### WORK TO BE COMPLETED
Update these lines by replacing "report the position" with "state the location" throughout, leaving everything else unchanged and omitting the pictures from your answer.

### RECORDED INFORMATION
○ ○ ○ ○ ○
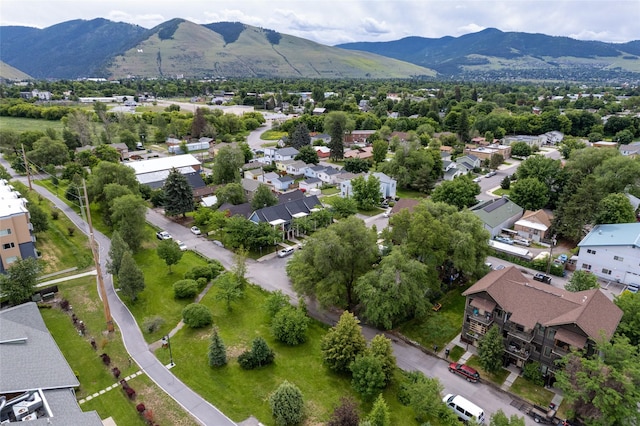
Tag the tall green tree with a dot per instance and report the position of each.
(130, 277)
(343, 343)
(490, 350)
(336, 125)
(460, 192)
(307, 154)
(380, 414)
(332, 261)
(366, 191)
(116, 252)
(178, 194)
(581, 280)
(300, 136)
(19, 280)
(287, 404)
(169, 251)
(529, 193)
(217, 351)
(263, 197)
(615, 208)
(397, 290)
(603, 389)
(226, 166)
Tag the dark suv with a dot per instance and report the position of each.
(542, 278)
(465, 371)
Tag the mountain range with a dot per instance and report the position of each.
(179, 48)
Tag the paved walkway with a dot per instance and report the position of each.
(203, 411)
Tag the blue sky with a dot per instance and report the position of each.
(339, 21)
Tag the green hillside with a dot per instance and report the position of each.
(7, 72)
(180, 47)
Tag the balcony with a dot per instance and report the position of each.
(517, 350)
(525, 336)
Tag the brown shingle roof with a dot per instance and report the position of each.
(531, 303)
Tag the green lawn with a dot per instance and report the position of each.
(532, 393)
(438, 328)
(239, 393)
(157, 297)
(92, 373)
(20, 125)
(498, 378)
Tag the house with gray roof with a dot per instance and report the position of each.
(539, 322)
(37, 384)
(497, 214)
(611, 252)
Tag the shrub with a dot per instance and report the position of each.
(196, 316)
(152, 324)
(287, 404)
(185, 289)
(289, 326)
(199, 272)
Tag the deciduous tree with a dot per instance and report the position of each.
(130, 277)
(343, 343)
(178, 194)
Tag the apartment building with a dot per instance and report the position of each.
(16, 232)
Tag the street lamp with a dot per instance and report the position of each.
(166, 342)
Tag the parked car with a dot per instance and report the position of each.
(286, 252)
(541, 415)
(465, 371)
(505, 240)
(163, 235)
(542, 278)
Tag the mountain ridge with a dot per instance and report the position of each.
(178, 47)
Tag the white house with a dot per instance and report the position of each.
(612, 252)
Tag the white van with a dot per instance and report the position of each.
(464, 408)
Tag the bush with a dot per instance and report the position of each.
(287, 404)
(290, 326)
(199, 272)
(259, 355)
(152, 324)
(196, 316)
(185, 289)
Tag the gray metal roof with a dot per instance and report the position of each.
(36, 363)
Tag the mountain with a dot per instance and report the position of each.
(102, 48)
(68, 50)
(493, 51)
(228, 49)
(7, 72)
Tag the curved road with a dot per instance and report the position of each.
(203, 411)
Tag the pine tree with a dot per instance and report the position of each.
(116, 251)
(217, 351)
(178, 194)
(130, 277)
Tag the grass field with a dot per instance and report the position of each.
(239, 393)
(92, 373)
(20, 125)
(438, 328)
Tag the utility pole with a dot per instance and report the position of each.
(26, 167)
(96, 261)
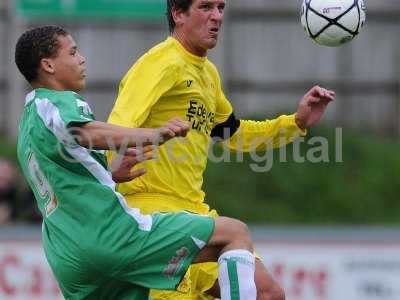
○ ○ ○ ○ ○
### FINISHED ANSWER
Tag the tall green tree with a dot per instance and state the location of each.
(130, 277)
(343, 343)
(490, 350)
(336, 125)
(460, 192)
(307, 154)
(380, 414)
(332, 261)
(366, 191)
(116, 252)
(178, 194)
(581, 280)
(300, 136)
(19, 280)
(287, 404)
(169, 251)
(529, 193)
(217, 351)
(263, 197)
(615, 208)
(397, 290)
(603, 389)
(226, 166)
Tag the dark suv with a dot per instance and state the location of each.
(542, 278)
(465, 371)
Tag the mountain range with a dot per instance and state the location of each.
(179, 48)
Tag the paved walkway with a dot per instance and state the location of each.
(203, 411)
Tag the blue sky with a dot per instance and state the location of each.
(339, 21)
Tag the green hillside with a dot per instance and state the location of each.
(7, 72)
(180, 47)
Tag the balcony with a dot per instance and state the location of each.
(517, 350)
(525, 336)
Tag the brown shingle roof with a dot per instance and state the location of each.
(531, 303)
Tag the green lawn with a dot per instance and state the location of each.
(532, 393)
(438, 328)
(239, 393)
(157, 297)
(92, 373)
(20, 125)
(498, 378)
Tag the house with gray roof with a dot per instance and state the location of each.
(539, 322)
(37, 384)
(497, 214)
(611, 252)
Tag the shrub with a dot per instance and state the location of each.
(196, 316)
(152, 324)
(287, 404)
(185, 289)
(289, 326)
(199, 272)
Tag the deciduous tree with a dot per instance and state the location of each.
(130, 277)
(343, 343)
(178, 194)
Tag the apartment building with a dot per instance and state the location of each.
(16, 232)
Tag the street lamp with a dot per instance and state the location of each.
(166, 342)
Tag the parked car with a dot per instance and state the location of each.
(286, 252)
(541, 415)
(465, 371)
(505, 240)
(163, 235)
(542, 278)
Tag the mountain ridge with a dot per instance and state the location of each.
(178, 47)
Tag the white house with a dot per instance and state the location of each.
(612, 252)
Tag the white van with a dot per instance and state the location of each.
(464, 408)
Tag the bush with a dot per instance and state the location of each.
(287, 404)
(290, 326)
(199, 272)
(259, 355)
(152, 324)
(196, 316)
(185, 289)
Tag the gray metal roof with a dot per instance and state the location of each.
(36, 363)
Tag the mountain with a dot per instance and state the location of each.
(102, 48)
(68, 50)
(493, 51)
(228, 49)
(7, 72)
Tag the curved road with a dot per instance and state the location of each.
(203, 411)
Tag the pine tree with a dot per instance and state the location of each.
(116, 251)
(217, 351)
(178, 194)
(130, 277)
Tag the grass field with a dot per instance and state the location of each.
(239, 393)
(92, 373)
(20, 125)
(438, 328)
Tag the utility pole with a dot per instance and state the location of each.
(26, 167)
(96, 261)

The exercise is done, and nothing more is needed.